Source data
-- Opening Marker --

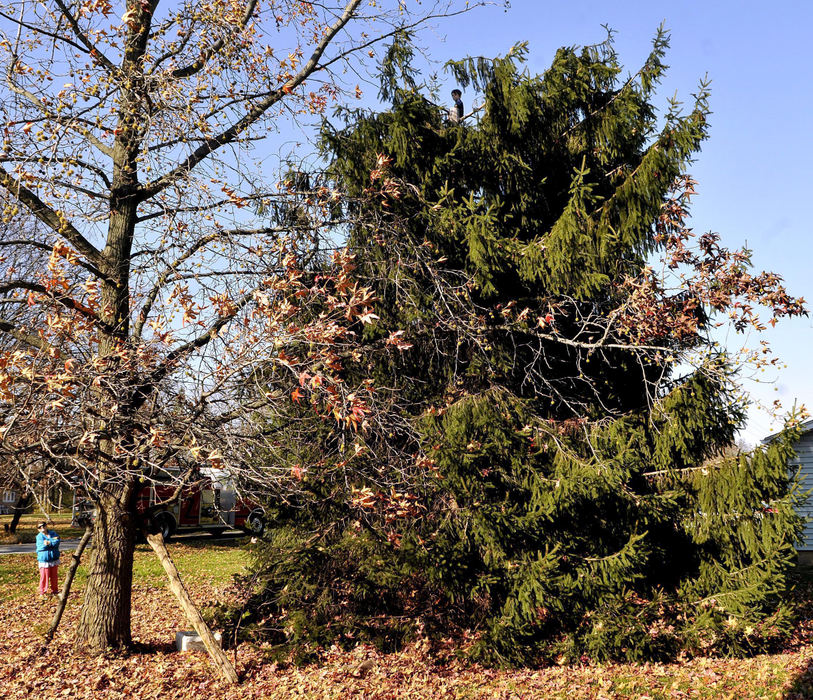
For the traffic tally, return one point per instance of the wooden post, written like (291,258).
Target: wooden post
(66,587)
(176,586)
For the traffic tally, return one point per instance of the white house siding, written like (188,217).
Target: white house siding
(804,463)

-- Closing Marker --

Leave the images out and transcribe the remaining data above word for word.

_Reply to the task_
For the traffic tally, return one point per instance of the wooden post, written like (291,258).
Target: wooden post
(66,587)
(176,586)
For the traffic tally, return one point per instance of the white house siding, written like (188,217).
Target: white house siding
(804,463)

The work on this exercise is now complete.